## Work instruction
Copy, exactly and without additions, every line in the records below from the one holding "positive clicks: (61, 18) (63, 15)" through the one holding "box: [16, 43, 27, 65]", both ends included.

── Material for this task

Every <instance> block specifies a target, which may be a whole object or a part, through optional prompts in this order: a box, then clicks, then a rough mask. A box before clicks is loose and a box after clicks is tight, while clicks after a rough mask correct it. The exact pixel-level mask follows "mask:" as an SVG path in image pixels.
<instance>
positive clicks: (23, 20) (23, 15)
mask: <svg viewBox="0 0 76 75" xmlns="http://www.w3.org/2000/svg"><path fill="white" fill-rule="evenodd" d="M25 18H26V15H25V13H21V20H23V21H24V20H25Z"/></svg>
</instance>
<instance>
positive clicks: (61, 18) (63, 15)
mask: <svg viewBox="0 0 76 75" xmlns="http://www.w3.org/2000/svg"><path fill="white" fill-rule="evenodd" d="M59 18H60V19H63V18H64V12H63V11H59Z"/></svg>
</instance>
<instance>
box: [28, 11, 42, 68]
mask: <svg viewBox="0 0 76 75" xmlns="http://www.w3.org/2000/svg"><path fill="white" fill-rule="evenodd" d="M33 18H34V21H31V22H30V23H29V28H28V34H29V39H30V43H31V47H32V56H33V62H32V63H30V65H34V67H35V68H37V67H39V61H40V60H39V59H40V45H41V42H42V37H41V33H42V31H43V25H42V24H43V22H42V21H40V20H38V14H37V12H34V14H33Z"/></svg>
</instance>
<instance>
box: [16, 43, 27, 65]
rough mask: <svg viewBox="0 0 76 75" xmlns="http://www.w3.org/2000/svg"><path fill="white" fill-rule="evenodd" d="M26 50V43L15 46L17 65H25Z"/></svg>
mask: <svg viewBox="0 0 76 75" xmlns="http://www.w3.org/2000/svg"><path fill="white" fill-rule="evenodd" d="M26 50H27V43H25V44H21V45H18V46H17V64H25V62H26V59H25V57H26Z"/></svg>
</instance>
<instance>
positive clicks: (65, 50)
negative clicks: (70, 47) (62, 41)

────

## Your response
positive clicks: (61, 18) (63, 15)
mask: <svg viewBox="0 0 76 75" xmlns="http://www.w3.org/2000/svg"><path fill="white" fill-rule="evenodd" d="M59 18H60V19H63V18H64V12H63V11H59Z"/></svg>
</instance>
<instance>
box: [28, 11, 42, 68]
mask: <svg viewBox="0 0 76 75" xmlns="http://www.w3.org/2000/svg"><path fill="white" fill-rule="evenodd" d="M33 18H34V21H31V22H30V23H29V28H28V34H29V39H30V43H31V47H32V56H33V62H32V63H30V65H34V67H35V68H37V67H39V61H40V60H39V59H40V45H41V42H42V37H41V33H42V31H43V25H42V24H43V22H42V21H40V20H38V14H37V12H34V14H33Z"/></svg>
</instance>
<instance>
box: [16, 43, 27, 65]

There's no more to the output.